## STATED EXERCISE
Can you copy the listing below word for word, leaving out the pictures?

....................

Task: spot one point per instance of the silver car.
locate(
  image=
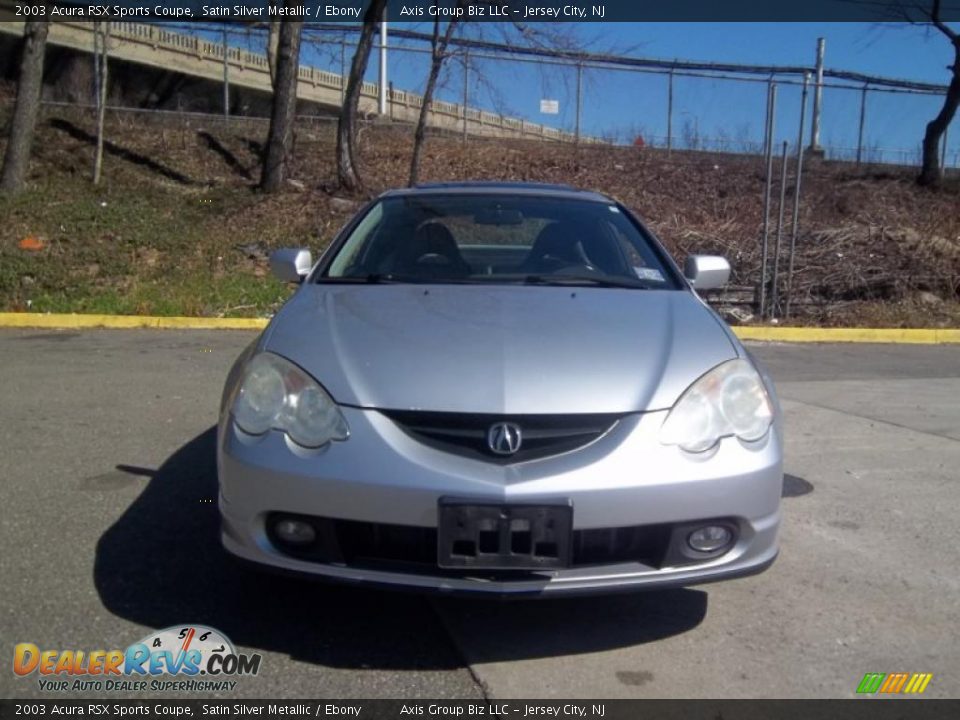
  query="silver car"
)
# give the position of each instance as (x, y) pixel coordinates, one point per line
(500, 388)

....................

## THE REPLY
Task: spot one point per instance of the silver car.
locate(
  image=
  query="silver car"
)
# give the position of each instance as (x, y) pixel coordinates, one point per line
(500, 388)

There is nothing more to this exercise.